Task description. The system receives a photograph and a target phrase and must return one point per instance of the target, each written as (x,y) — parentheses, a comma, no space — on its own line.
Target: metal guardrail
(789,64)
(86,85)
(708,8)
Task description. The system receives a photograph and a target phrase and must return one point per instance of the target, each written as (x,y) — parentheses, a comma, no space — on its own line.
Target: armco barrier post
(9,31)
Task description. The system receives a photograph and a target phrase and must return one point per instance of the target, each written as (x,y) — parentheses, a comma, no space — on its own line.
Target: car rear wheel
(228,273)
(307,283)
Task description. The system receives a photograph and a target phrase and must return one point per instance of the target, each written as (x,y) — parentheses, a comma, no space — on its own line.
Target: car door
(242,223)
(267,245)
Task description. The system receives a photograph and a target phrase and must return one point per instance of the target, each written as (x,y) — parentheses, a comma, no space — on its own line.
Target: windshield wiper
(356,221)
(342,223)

++++++++++

→ GIVEN PROBLEM
Please rewrite every line above, requests included, and shift each x and y coordinate in the answer points by -100.

→ RESULT OF THIS EXERCISE
Task description. The system receives a photograph and a target phrase and must return one point per instance of the target, each written as (x,y) — parentheses, a comma, no space — on its own line.
Target: metal guardrail
(689,-36)
(-14,-15)
(608,-92)
Task description. The system receives a photograph and a target phrase and must return one point per instance of the target, each written as (x,y) — parentheses, a comma, no space — on its own line.
Target: armco barrier post
(-91,-69)
Task description. The system receives a photograph and a target phrase and must return one point per instance of the target, each written as (x,y) — parentheses, a comma, no space — on its own line.
Target: car rear wheel
(128,173)
(207,183)
Task description. The system receives a photograph and a target phrase and must return one point per instance of the target, each written as (x,y) — parentheses, a comma, no space — on its own line.
Target: car door
(142,123)
(167,145)
Task description. The system receives a photograph and a target phrase and must return one point per instance of the target, each written as (x,y) — parentheses, a comma, no space — on its own line.
Target: windshield wiper
(256,121)
(242,123)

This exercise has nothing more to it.